WRITTEN TASK:
Can you restate the records below word for word?

— START LISTING —

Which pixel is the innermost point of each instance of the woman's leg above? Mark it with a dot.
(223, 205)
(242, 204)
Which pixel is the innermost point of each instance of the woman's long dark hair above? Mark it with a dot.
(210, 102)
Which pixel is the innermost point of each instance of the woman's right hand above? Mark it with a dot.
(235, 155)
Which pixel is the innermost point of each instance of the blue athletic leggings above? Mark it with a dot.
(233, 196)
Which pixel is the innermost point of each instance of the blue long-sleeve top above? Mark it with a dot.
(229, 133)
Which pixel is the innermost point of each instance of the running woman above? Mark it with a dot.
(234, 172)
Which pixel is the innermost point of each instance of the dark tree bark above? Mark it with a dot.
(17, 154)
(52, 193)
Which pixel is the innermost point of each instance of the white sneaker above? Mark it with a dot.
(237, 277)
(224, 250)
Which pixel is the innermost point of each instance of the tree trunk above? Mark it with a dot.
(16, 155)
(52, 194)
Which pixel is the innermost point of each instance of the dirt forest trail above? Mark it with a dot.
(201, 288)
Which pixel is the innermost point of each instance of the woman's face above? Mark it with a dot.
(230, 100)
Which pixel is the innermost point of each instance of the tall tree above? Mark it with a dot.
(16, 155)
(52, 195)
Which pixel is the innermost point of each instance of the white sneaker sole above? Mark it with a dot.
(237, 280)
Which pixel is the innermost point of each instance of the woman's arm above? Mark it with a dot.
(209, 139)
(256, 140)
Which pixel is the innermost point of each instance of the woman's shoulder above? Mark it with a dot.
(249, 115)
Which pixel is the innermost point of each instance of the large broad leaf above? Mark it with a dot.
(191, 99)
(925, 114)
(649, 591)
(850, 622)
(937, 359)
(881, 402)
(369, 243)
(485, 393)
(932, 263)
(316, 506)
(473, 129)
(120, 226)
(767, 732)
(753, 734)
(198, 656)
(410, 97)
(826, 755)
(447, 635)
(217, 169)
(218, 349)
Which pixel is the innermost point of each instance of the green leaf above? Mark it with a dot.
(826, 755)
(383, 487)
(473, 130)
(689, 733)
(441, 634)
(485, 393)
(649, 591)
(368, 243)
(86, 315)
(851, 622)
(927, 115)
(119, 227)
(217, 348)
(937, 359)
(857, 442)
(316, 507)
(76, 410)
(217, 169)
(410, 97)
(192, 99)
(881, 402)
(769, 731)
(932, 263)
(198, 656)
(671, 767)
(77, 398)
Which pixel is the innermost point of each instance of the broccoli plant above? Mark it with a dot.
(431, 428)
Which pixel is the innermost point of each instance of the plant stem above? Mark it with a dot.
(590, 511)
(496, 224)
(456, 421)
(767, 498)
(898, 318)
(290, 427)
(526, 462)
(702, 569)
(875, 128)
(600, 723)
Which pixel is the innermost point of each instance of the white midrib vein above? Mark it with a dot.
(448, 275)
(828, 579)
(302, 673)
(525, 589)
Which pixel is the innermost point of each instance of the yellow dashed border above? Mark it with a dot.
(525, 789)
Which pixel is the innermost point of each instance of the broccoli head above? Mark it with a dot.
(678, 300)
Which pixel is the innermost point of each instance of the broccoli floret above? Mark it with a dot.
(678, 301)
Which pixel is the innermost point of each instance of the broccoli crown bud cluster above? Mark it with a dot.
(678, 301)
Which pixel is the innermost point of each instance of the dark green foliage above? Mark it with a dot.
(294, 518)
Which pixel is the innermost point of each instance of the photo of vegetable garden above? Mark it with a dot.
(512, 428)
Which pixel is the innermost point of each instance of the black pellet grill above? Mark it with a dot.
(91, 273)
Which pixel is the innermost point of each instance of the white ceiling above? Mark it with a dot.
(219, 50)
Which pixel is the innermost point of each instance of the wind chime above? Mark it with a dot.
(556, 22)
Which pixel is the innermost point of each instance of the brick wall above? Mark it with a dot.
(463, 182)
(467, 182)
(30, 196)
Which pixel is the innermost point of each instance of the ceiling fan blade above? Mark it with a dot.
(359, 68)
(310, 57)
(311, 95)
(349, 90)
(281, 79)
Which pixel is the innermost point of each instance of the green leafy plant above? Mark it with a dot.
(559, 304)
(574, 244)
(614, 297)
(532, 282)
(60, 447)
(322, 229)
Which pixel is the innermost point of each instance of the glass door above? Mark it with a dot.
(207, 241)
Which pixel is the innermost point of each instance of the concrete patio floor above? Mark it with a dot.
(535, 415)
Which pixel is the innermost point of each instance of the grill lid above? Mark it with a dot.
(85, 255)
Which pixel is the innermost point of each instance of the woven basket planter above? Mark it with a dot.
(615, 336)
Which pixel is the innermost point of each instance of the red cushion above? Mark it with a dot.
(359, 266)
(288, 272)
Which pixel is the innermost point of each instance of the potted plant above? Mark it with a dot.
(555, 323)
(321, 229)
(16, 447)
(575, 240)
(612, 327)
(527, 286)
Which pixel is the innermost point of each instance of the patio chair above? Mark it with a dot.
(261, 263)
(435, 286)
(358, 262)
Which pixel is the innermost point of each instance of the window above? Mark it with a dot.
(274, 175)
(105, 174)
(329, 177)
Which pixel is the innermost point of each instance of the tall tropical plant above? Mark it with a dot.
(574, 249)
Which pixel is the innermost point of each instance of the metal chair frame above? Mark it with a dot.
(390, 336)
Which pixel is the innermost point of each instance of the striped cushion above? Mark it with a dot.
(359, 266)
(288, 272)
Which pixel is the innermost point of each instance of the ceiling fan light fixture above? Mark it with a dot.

— END LISTING —

CORRECT RESULT:
Which pixel is the innermost point of each instance of the woman's leg above? Mark it with a dot.
(223, 205)
(242, 204)
Which pixel is the innermost point of each instance of the woman's long dark hair above? Mark it with a dot.
(210, 102)
Which pixel is the innermost point of each instance of the woman's right hand above? Mark it with a dot.
(235, 155)
Which pixel is the innermost point of each instance of the blue athletic leggings above? Mark it with a dot.
(233, 196)
Which pixel is the innermost point of each instance of the blue long-sleeve top above? Mark it with a dot.
(229, 133)
Which pixel is the innermost point of each instance of the running woman above? Mark it with a dot.
(234, 172)
Which pixel is the innermost point of each instance of the dark tree bark above? Mark it with a dot.
(17, 154)
(52, 193)
Which pixel is the innermost point of each instance of the white sneaker above? Mark it with a dot.
(237, 277)
(224, 250)
Which pixel is the innermost point of each instance of the tree trunk above? Mark it with a dot.
(16, 155)
(52, 194)
Which pixel is the innermost point of each instance of the dirt forest trail above? Mark it with a dot.
(201, 288)
Which pixel is the innermost point of each instance of the woman's face above? Mark it with a dot.
(230, 100)
Which pixel is the innermost point of each instance of the tall tree above? Mark it with a dot.
(16, 155)
(52, 195)
Which pixel is the innermost point of each instance of the white sneaker sole above? Mark it with a dot.
(237, 280)
Which pixel is the innermost point of each instance of the woman's arm above? Mark it with a dot.
(209, 139)
(256, 140)
Which pixel is the innermost point of each instance of the woman's shoulder above? Mark it with a dot.
(249, 115)
Which pixel is the innermost point of each instance of the large broad leaf above? Mark it with a dot.
(191, 99)
(925, 114)
(649, 591)
(850, 622)
(937, 359)
(881, 402)
(369, 243)
(485, 393)
(932, 263)
(316, 506)
(473, 129)
(120, 226)
(767, 732)
(753, 734)
(198, 656)
(410, 97)
(826, 755)
(447, 635)
(217, 169)
(218, 349)
Which pixel is the innermost point of each instance of the green leaf above? Mark it with a dot.
(826, 755)
(383, 487)
(473, 130)
(689, 733)
(441, 634)
(485, 393)
(649, 591)
(368, 243)
(86, 315)
(851, 622)
(927, 115)
(119, 227)
(217, 348)
(937, 359)
(857, 442)
(316, 507)
(76, 410)
(217, 169)
(410, 97)
(192, 99)
(881, 402)
(769, 731)
(932, 263)
(198, 656)
(671, 767)
(77, 398)
Which pixel is the innermost point of each instance of the broccoli plant above? Mark it with a dot.
(431, 428)
Which pixel is the innermost point of each instance of the plant stem above? Mark it with a dot.
(590, 511)
(496, 224)
(456, 421)
(767, 498)
(898, 318)
(290, 427)
(526, 462)
(702, 569)
(875, 128)
(600, 723)
Which pixel is the innermost point of each instance of the white midrib vein above? Mark it with a dot.
(448, 275)
(828, 579)
(302, 673)
(525, 589)
Which pixel is the innermost point of each instance of the yellow dashed border above? Mark it with a dot.
(525, 789)
Which pixel is the innermost point of each instance of the broccoli head above? Mark it with a dot.
(678, 300)
Which pixel is the innermost point of each instance of the broccoli floret above? Mark it with a dot.
(678, 301)
Which pixel is the innermost point of each instance of the broccoli crown bud cluster above? Mark it with a dot.
(678, 301)
Which pixel is the innermost point of each instance of the dark green foliage above? Mark it with a dot.
(294, 518)
Which pixel is the innermost point of each instance of the photo of vegetable garden above? Mark it with a dot.
(512, 428)
Which pixel is the innermost point of each instance of the black pellet grill above? Mark it with a dot.
(91, 273)
Which pixel is the innermost point of each instance of the white ceiling above? Mark it with a dot.
(219, 50)
Which pixel is the innermost point of each instance of the wind chime above? Mark it with a dot.
(556, 22)
Which pixel is the innermost point of each instance of the brick wall above? Mark it with a dot.
(463, 182)
(467, 182)
(30, 196)
Which pixel is the innermost point of each instance of the ceiling fan blade above? Mark it with a dot.
(359, 68)
(310, 57)
(311, 95)
(349, 90)
(281, 79)
Which pixel is the innermost point of each instance of the green leafy plant above? Mark it with a dot.
(559, 304)
(574, 244)
(614, 297)
(532, 282)
(60, 447)
(322, 229)
Which pixel is the innermost point of each instance of the glass door above? Mark it with a dot.
(207, 241)
Which pixel is the innermost point of each instance of the concrete patio floor above? Mark it with a dot.
(535, 415)
Which pixel is the innermost point of each instance of the grill lid above? Mark it with a dot.
(85, 255)
Which pixel is the innermost point of each instance of the woven basket planter above? Mark it with a dot.
(615, 336)
Which pixel is the innermost point of each instance of the red cushion above? Mark it with a dot.
(359, 266)
(288, 272)
Which pixel is the innermost point of each instance of the potted plant above? Mark it with a dot.
(555, 323)
(321, 229)
(16, 447)
(575, 240)
(612, 327)
(527, 286)
Which pixel is the innermost point of each instance of the patio chair above? Mark it with a dot.
(261, 263)
(435, 286)
(358, 262)
Which pixel is the innermost point of each instance of the window above? Mark it with a dot.
(274, 175)
(105, 174)
(329, 177)
Which pixel is the innermost point of each instance of the tall tropical plant above? Mark it with a dot.
(574, 249)
Which pixel is the innermost point of each instance of the metal chair frame above? Mark it with a dot.
(390, 336)
Which pixel is the innermost point of each instance of the striped cushion above? Mark it with a dot.
(359, 266)
(288, 272)
Which pixel is the innermost point of each instance of the ceiling fan light fixture above? Mark it with a dot.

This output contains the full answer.